GIVEN TASK 1:
According to the passage on abstract painting, in which years did Meyer Schapiro write his two essays on the subject?

The very best that has been said about abstract painting is found in two seminal essays written by Meyer Schapiro in 1937 and again in 1957. His aim was to articulate the principles and motivation underlying abstract’s fresh approach to painting, but he may have inadvertently provided the best arguments against it as a serious art form. From his essay entitled "Recent Abstract Painting":

“In abstraction . . . are endless tangles and irregular curves, self-involved lines which impress us as possessing the qualities not so much of things as impulses, of excited movements emerging and changing before our eyes.” The genre introduced “chance” and “randomness” that “corresponds in turn to a feeling of freedom, an unconstrained activity at every point . . . painting, by becoming abstract and giving up its representational function, has achieved a state in which communication seems to be deliberately prevented.”

In trying to get a critical handle on an art that is opaque and self-referential, Schapiro introduces the notions of “mastery of the formless and accidental,” and “impulsively scribbled forms.”

One cannot help but notice that all of the above could be used to describe the method and art of the child.

What is perhaps most telling – code for disconcerting -- as it concerns the genrefication of abstract art, is that for the first time in the history of the visual arts there need not be a consensus on what an individual painting means. What can we say about the word ‘book’ if for someone it means egg, for another ice and for another sub-atomic particle? In order for a word to become meaningful, to enter the stream of language, there must be a consensus on what it means. For meaning to be meaningful, it must be shared. The red traffic light at the corner of Sherbrooke and Atwater is meaningful because it means ‘stop’ to those who encounter it.

Van Gogh’s “Potato Eaters” is meaningful precisely because it gathers to it a consensus of meaning. Art critics and layman alike encounter unhappy as opposed to happy faces, deprivation instead of plenitude. The work stands and endures as art because it evokes a consensus of meaning that transcends both the passage of time and unlike cultures. It is a landmark in its depiction of poverty and deprivation and fills a gap in an idiom where previously there had been none.

DATA PROVIDED:
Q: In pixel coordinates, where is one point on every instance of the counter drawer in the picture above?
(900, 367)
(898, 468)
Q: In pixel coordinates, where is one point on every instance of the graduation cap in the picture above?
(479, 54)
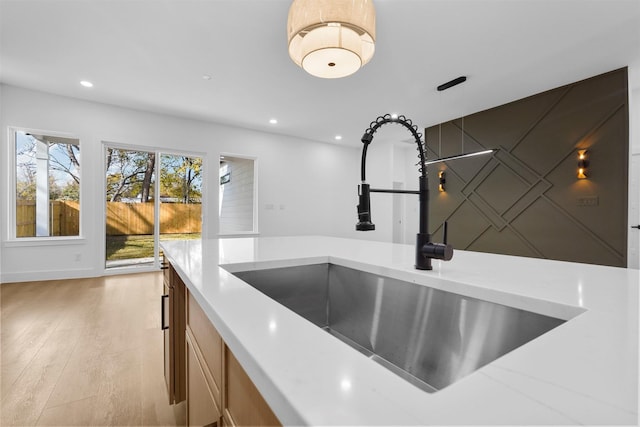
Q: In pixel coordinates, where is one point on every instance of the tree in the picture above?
(129, 174)
(181, 178)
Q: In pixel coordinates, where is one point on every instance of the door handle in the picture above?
(162, 326)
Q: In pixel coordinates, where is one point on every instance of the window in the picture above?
(47, 185)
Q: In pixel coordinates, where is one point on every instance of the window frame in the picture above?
(12, 239)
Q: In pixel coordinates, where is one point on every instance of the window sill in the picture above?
(45, 241)
(238, 234)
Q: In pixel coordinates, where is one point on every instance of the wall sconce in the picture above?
(583, 163)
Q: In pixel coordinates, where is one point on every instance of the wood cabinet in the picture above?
(219, 392)
(202, 409)
(243, 403)
(173, 325)
(204, 367)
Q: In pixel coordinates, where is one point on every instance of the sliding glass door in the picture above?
(150, 196)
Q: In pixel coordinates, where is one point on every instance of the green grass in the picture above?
(130, 247)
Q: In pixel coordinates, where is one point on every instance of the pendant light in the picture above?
(331, 38)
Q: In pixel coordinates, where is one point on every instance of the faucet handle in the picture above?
(438, 251)
(444, 231)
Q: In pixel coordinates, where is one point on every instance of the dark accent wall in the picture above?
(526, 199)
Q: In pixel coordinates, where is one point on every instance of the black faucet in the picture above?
(425, 249)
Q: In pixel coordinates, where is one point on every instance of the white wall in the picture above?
(237, 197)
(313, 185)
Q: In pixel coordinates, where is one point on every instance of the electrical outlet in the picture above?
(588, 201)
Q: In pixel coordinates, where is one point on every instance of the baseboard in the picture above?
(31, 276)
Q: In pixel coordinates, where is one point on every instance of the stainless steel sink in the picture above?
(430, 337)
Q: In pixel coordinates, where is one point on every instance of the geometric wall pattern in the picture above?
(526, 199)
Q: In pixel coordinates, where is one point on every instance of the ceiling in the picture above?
(152, 55)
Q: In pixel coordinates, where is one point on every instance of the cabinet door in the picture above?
(201, 407)
(208, 341)
(179, 325)
(244, 405)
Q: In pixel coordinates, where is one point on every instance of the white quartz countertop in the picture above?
(585, 371)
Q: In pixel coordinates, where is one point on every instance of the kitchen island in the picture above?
(584, 371)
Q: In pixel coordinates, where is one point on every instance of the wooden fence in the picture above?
(137, 218)
(64, 218)
(122, 218)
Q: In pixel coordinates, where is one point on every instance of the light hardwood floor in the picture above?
(84, 352)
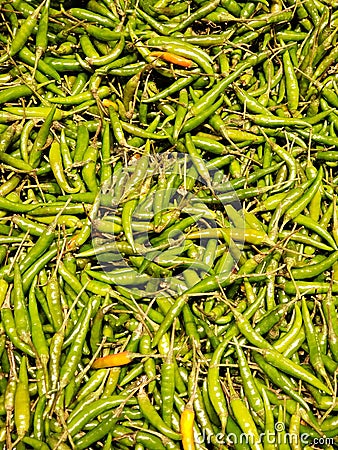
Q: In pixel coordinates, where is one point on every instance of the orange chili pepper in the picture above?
(187, 428)
(172, 58)
(114, 360)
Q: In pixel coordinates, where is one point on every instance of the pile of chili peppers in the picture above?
(168, 224)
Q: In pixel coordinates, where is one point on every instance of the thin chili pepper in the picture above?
(113, 360)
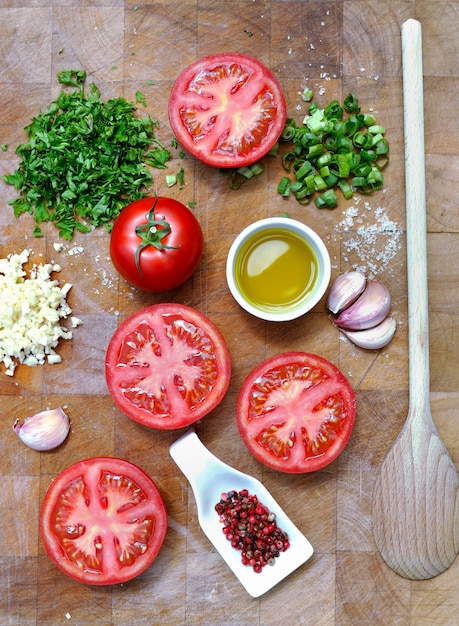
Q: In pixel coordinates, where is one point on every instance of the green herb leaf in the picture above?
(84, 159)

GIVEN TASK 2:
Render the stretch of the listing from the line containing "leaf in the picture above?" through the end of the listing as a numbered list, leaving out any blank lines.

TASK SOLUTION 1:
1937 and 1957.

TASK SOLUTION 2:
1. Q: In pixel coordinates, where is one point on every instance of the green herb leaf in the picture above?
2. (84, 159)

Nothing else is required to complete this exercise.